- [文書抜粋]
§ §

広州市、新型コロナウイルス対策でライブコマースの動きに注目

(中国)

広州発

2020年04月20日

広州市商務局は3月23日、「ライブコマース(注)の発展行動方案(以下、方案)」外部サイトへ、新しいウィンドウで開きますを発表し、2022年までに広州市をライブコマース産業の一大集積地として発展させる計画を示した。

方案の主な内容は、(1)広州ライブコマースのシンクタンク(専門家委員会)を設立し、市場・業界の分析・調査を実施、(2)ライブコマースのインフラ整備およびライブコマース企業の育成、(3)卸売市場、実店舗、ライブコマース企業などと協力し、宿泊、飲食、旅行、自動車などの業界でライブコマースを運用する、(4)ライブコマース関連の人材育成、(5)ライブコマースに関するフォーラムや、販売者間で売り上げを競うイベントなどを開催する、としている。

4月13日には、広州ライブコマース・シンクタンクが設立された。ライブコマースに関連する人材育成、情報共有、経営状況の調査・分析などを行うとしている。

新型コロナウイルス対策としてのライブコマース

中国では、新型コロナウイルスの感染が収束に向かい始めたが、国民の感染への警戒感は依然強く、現在も外出を自粛し、ネットを利用したオンラインショッピングを行う傾向が強い。また、実店舗を経営する企業側も、こうした状況下でeコマース・ライブコマースを展開したいとの意向が強い。

アリババ傘下のeコマースサイト、淘宝(タオバオ)が3月29日に発表した「2020タオバオ・ライブコマース新経済報告」によると、2019年の広州市のタオバオ・ライブコマース配信者数は総配信者数の7.4%を占め、中国全土で杭州市に次ぐ2位だった。新型コロナウイルスの影響もあり、2020年2月のタオバオライブの新規登録者は前月比で7.2倍に急増した。

§ §

広州市のライブコマースに関する記事によると、2019年の広州市のタオバオ・ライブコマース配信者数は中国全土で何位でしたか。 続くレコードは、本文とは独立した別の資料です。

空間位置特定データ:

§ §

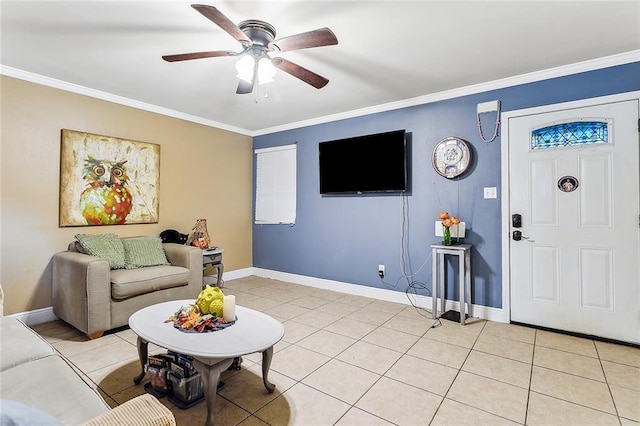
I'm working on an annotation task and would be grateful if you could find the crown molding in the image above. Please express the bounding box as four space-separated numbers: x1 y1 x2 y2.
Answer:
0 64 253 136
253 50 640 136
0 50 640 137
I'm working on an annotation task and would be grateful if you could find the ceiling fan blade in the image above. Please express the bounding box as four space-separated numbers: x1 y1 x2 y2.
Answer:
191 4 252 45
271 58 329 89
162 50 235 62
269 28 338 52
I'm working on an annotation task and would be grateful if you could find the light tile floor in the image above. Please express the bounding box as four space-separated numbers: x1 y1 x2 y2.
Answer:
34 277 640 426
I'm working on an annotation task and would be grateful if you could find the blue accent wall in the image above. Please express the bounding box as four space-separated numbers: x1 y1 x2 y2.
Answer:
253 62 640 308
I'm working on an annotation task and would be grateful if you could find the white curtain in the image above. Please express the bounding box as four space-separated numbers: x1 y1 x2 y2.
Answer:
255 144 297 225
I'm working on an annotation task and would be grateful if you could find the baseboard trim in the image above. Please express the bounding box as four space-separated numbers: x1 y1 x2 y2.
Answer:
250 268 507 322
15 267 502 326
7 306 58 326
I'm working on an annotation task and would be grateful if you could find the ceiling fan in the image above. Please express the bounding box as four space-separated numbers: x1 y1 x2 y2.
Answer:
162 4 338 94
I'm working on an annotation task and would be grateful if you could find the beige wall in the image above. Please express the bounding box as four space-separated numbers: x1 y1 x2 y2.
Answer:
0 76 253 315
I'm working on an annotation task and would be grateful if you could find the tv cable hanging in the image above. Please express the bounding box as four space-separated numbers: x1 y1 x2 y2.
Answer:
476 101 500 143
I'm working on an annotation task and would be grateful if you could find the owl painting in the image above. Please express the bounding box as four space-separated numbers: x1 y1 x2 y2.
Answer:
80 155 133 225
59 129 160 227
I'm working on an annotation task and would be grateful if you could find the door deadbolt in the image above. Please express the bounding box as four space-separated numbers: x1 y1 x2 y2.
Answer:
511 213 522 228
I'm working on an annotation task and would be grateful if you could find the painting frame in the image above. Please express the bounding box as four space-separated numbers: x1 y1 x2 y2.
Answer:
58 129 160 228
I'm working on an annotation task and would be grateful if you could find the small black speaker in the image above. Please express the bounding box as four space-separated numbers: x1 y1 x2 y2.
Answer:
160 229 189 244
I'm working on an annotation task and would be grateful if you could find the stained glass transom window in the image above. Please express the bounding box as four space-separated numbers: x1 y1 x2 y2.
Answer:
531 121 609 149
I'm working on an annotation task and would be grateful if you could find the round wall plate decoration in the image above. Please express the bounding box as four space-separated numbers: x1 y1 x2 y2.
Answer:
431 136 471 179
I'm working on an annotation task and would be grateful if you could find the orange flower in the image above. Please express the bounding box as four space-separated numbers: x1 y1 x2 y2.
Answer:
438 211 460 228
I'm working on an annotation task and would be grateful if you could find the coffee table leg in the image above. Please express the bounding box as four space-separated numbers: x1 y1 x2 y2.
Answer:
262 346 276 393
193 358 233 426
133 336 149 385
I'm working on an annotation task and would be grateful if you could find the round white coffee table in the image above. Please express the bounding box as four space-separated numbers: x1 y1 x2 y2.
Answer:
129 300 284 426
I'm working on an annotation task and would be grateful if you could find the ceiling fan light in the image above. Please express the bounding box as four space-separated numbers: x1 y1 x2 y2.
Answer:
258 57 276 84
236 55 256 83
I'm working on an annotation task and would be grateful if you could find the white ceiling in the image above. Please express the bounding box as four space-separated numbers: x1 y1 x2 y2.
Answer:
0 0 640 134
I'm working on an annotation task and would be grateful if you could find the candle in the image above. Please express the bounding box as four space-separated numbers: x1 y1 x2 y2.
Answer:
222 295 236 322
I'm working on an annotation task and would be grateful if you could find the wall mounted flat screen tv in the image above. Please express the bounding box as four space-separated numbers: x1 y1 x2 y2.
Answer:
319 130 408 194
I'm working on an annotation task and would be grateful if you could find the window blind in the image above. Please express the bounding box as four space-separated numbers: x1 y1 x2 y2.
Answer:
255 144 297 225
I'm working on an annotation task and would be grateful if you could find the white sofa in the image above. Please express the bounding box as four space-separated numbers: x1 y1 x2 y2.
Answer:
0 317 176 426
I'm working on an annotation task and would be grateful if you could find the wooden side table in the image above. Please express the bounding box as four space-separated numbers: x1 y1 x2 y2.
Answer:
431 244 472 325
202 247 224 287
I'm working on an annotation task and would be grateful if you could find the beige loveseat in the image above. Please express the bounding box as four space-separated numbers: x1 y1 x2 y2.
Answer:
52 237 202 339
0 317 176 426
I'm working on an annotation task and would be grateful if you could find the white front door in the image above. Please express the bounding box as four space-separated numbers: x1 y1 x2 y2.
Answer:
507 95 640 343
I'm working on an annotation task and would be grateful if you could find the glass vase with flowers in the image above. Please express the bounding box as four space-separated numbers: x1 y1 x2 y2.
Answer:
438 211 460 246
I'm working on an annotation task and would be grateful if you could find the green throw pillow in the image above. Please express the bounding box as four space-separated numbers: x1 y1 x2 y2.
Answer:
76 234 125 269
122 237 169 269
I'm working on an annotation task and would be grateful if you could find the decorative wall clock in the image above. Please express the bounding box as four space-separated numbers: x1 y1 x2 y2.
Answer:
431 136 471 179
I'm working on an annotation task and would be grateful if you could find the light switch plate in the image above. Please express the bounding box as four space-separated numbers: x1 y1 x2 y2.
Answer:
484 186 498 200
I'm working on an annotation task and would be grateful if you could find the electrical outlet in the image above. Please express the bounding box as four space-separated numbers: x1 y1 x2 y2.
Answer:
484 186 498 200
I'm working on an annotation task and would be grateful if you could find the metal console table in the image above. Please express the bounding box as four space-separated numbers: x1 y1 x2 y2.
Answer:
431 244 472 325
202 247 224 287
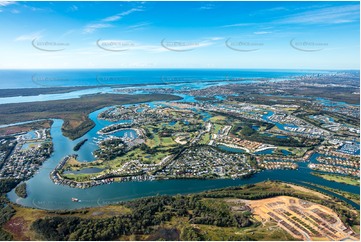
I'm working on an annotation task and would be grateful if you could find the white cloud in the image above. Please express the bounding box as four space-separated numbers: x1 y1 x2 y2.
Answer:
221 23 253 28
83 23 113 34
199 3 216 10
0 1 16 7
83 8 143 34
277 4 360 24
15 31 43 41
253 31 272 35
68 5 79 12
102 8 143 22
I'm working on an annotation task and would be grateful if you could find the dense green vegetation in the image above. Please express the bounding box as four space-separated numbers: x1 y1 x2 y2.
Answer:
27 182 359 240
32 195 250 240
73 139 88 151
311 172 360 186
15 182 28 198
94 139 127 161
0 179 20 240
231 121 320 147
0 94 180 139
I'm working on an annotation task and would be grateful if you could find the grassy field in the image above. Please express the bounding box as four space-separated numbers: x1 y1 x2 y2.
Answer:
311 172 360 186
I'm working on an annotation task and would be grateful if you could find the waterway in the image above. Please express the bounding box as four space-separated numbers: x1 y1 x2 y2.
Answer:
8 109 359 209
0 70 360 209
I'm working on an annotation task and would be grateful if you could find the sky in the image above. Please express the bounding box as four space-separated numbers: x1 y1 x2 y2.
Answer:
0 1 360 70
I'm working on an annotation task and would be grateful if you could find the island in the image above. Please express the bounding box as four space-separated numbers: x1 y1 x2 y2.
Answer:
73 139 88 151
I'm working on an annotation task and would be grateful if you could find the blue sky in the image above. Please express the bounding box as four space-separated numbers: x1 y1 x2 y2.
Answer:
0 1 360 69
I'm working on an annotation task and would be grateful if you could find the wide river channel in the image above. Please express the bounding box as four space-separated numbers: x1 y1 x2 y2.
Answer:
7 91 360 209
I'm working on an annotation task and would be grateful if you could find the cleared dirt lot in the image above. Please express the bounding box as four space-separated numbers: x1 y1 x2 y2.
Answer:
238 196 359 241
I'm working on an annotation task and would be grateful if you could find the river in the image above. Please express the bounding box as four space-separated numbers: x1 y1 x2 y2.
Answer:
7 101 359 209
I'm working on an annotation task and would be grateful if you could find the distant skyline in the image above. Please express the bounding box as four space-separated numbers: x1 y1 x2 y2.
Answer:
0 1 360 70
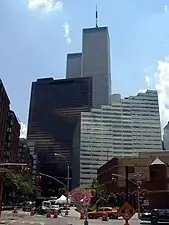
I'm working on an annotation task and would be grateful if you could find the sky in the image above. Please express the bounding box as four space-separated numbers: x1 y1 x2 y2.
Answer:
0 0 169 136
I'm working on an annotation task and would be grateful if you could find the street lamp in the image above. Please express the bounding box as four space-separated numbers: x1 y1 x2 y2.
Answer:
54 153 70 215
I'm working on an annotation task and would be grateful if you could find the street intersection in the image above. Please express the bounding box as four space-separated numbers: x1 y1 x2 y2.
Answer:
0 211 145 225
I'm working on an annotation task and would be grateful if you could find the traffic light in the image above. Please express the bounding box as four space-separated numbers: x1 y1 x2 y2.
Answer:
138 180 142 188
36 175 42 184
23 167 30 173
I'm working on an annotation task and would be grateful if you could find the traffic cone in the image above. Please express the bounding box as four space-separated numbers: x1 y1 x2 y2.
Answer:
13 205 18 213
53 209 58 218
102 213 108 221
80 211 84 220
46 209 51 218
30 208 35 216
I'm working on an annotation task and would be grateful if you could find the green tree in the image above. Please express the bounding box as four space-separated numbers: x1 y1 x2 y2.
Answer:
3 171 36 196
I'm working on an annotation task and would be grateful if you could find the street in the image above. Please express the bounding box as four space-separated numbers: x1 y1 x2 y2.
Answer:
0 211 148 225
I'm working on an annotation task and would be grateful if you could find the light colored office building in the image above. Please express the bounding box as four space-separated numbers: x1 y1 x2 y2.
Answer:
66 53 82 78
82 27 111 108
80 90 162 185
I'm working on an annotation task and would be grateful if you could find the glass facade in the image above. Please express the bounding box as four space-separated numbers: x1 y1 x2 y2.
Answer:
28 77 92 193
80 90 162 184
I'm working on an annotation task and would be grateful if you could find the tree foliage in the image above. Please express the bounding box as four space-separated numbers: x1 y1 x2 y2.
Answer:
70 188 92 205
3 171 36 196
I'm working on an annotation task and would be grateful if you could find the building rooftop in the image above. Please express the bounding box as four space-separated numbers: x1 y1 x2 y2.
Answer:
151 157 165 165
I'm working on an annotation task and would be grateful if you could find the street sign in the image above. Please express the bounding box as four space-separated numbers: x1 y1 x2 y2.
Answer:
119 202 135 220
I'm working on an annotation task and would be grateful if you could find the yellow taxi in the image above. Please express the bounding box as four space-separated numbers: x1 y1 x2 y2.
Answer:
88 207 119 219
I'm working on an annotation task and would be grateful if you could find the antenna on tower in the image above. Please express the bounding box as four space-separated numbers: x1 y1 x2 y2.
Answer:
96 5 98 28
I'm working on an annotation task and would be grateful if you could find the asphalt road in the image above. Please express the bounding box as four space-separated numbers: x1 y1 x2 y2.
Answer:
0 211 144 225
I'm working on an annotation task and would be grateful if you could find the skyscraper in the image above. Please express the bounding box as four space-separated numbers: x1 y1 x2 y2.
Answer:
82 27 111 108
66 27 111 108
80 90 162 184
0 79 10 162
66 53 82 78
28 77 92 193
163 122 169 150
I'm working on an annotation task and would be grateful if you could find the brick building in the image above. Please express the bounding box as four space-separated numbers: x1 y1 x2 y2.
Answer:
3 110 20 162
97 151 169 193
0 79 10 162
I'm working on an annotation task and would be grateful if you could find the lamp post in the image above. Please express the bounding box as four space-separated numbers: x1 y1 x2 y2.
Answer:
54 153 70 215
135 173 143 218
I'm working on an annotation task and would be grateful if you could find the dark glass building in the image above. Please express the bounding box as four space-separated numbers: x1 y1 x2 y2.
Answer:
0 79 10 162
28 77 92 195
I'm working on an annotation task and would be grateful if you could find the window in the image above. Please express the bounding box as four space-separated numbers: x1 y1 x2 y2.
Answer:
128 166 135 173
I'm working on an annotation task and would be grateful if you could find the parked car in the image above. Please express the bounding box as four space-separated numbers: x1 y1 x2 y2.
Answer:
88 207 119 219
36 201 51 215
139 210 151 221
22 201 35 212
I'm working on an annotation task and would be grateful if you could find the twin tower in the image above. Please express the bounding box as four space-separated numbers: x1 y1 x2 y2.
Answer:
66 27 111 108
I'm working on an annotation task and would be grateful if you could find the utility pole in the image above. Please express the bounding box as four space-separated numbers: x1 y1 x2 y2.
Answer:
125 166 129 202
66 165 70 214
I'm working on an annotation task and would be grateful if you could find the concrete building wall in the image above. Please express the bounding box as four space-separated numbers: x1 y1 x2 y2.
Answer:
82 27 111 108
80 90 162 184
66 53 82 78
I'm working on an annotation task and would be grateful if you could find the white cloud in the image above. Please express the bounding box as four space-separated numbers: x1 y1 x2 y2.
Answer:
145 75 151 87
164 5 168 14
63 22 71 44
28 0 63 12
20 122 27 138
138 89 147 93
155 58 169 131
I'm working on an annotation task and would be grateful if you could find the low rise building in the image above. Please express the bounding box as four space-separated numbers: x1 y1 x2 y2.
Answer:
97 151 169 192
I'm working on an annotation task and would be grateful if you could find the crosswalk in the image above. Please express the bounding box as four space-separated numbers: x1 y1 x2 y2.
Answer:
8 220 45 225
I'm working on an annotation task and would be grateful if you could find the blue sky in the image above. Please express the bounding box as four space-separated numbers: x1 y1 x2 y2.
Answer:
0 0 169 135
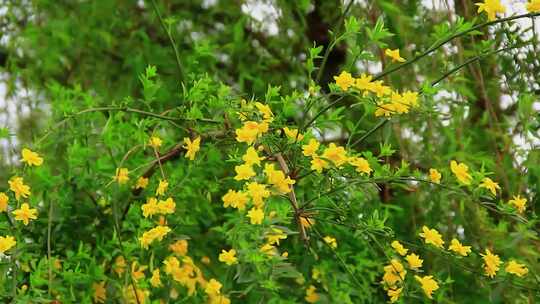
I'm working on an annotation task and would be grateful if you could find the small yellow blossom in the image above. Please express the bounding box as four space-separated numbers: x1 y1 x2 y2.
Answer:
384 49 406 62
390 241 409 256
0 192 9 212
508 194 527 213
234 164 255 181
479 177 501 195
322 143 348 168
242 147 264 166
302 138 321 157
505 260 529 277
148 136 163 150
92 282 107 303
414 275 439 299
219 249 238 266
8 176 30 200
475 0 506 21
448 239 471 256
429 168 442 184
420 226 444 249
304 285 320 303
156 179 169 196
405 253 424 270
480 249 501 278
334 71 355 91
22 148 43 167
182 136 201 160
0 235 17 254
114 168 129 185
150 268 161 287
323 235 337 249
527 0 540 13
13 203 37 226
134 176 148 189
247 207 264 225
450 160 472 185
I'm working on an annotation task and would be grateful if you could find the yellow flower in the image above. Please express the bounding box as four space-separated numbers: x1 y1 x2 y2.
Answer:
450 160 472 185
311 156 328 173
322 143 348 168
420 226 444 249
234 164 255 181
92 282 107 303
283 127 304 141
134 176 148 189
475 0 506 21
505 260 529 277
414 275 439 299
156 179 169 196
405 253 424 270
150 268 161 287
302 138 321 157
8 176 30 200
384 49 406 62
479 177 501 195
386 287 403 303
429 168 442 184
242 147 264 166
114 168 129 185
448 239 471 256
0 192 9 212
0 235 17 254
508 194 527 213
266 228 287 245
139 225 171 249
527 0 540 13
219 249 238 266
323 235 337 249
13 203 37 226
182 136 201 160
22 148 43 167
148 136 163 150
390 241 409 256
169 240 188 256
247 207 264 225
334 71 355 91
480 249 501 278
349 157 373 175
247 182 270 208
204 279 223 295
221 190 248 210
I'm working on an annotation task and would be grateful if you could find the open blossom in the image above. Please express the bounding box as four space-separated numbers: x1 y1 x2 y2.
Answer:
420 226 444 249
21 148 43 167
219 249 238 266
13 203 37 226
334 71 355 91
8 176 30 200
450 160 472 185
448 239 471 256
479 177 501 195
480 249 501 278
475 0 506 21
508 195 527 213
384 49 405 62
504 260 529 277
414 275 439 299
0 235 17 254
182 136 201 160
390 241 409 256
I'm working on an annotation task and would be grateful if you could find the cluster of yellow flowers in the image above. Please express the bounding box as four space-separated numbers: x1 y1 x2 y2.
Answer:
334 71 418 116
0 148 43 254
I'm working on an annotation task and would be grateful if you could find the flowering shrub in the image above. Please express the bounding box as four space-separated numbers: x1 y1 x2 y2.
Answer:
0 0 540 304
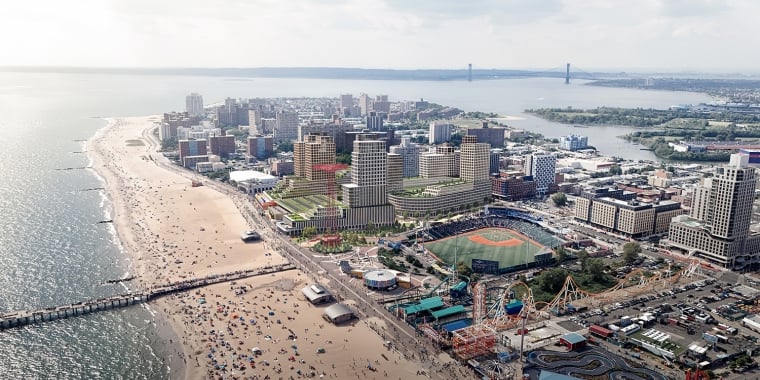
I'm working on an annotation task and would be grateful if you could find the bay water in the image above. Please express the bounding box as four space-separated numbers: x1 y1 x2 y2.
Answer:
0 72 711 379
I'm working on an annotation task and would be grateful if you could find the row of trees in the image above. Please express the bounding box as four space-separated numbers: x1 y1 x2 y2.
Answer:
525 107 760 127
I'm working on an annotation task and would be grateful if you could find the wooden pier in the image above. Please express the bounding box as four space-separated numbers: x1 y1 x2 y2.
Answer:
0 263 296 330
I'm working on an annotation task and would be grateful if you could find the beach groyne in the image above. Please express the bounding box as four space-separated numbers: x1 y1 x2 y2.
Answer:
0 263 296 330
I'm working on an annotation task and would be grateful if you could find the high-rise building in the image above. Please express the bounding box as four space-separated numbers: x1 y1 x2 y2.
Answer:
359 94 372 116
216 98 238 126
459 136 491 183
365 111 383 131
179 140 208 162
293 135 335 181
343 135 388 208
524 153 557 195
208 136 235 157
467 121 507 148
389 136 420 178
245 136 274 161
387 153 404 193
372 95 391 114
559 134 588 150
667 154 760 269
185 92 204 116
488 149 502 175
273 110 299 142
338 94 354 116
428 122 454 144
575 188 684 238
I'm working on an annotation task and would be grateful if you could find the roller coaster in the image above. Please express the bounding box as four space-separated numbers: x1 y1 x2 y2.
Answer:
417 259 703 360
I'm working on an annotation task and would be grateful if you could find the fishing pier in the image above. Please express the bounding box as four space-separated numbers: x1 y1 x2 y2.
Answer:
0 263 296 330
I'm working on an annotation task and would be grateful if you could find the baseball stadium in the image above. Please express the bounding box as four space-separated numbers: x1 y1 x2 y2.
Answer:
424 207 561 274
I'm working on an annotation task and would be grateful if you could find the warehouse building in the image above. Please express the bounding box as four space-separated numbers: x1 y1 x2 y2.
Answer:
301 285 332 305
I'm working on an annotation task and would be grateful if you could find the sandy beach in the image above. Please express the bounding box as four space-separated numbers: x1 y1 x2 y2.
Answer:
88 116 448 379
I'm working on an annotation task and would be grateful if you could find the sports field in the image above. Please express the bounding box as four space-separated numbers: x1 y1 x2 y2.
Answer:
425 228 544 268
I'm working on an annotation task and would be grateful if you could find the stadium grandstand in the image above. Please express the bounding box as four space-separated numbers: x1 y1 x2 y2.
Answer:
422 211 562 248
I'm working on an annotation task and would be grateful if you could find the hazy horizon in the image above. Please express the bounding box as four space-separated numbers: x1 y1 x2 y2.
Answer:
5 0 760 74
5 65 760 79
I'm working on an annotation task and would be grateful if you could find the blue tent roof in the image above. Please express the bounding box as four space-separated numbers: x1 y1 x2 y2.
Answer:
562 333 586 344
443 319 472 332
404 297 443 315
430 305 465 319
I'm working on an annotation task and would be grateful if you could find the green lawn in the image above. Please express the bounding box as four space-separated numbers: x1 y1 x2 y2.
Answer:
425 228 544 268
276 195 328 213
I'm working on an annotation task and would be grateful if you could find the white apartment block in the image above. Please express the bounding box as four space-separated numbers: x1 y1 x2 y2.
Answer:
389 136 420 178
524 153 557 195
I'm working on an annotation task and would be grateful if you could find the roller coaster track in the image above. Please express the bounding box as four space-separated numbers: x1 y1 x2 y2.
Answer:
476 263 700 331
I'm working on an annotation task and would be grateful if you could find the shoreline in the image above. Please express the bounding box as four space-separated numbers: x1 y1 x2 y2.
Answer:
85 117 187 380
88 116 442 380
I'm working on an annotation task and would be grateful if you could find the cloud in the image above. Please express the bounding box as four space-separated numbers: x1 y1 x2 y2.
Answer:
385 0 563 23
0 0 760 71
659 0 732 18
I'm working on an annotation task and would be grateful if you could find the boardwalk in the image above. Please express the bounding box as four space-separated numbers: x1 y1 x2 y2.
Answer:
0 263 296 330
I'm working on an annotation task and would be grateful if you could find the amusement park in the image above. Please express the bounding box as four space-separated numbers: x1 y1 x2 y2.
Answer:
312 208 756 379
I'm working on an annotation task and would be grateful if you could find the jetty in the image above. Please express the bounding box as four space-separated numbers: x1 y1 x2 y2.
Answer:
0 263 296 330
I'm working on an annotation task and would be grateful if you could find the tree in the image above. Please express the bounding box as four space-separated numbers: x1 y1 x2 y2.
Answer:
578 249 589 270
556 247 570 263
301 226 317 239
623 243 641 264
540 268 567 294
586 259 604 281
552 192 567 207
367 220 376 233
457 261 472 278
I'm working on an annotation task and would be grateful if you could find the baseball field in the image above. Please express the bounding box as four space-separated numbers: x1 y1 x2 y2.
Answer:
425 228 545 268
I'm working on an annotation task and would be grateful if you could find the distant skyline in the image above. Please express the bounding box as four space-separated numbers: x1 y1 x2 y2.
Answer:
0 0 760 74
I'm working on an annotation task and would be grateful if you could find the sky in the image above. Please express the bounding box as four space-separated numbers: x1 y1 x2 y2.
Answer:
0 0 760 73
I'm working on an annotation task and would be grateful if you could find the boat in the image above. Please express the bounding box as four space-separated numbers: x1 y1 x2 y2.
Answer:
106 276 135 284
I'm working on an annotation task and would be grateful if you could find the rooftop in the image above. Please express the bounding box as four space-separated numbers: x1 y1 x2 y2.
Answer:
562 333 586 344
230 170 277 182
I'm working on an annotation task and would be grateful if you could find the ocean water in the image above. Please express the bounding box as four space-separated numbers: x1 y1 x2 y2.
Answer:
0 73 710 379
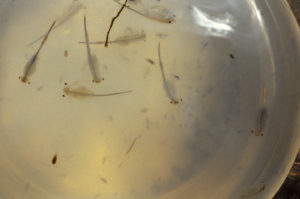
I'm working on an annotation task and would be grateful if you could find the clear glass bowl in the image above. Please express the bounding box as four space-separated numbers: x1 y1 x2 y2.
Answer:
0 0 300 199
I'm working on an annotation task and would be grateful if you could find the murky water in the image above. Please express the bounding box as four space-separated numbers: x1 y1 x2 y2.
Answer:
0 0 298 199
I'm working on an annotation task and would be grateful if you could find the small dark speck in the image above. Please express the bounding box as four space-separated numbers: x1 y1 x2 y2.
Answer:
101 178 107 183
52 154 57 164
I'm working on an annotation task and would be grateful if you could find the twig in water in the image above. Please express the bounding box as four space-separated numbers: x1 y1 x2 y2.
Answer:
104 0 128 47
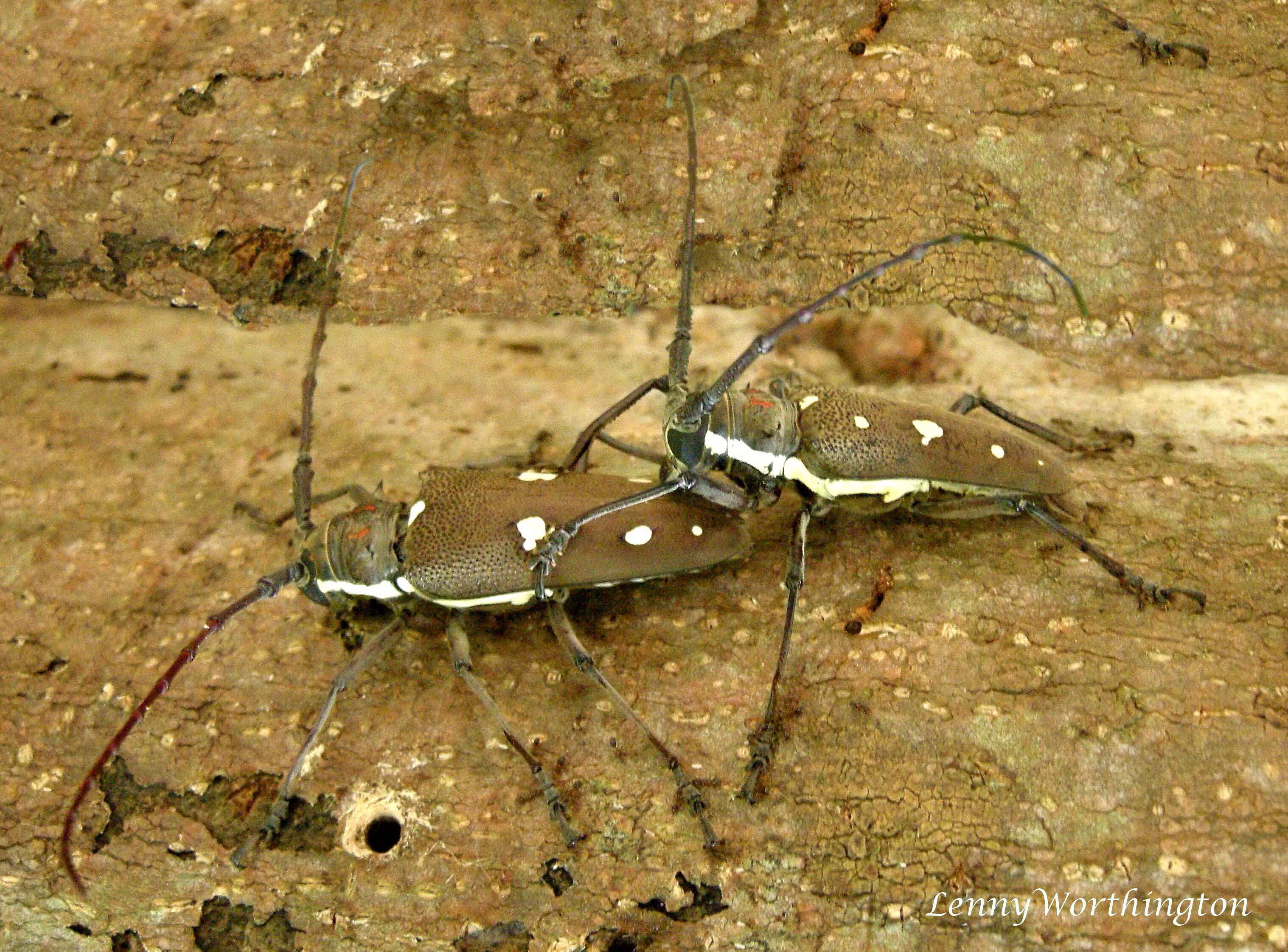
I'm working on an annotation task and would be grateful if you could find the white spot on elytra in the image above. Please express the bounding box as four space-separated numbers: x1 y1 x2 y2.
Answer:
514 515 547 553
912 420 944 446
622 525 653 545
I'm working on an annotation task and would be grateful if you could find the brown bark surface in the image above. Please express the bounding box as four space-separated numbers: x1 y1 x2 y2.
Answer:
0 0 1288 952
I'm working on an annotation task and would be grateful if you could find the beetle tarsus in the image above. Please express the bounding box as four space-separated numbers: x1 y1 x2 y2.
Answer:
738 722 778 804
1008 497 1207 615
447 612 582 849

§ §

- [解答] 杭州市に次ぐ2位でした。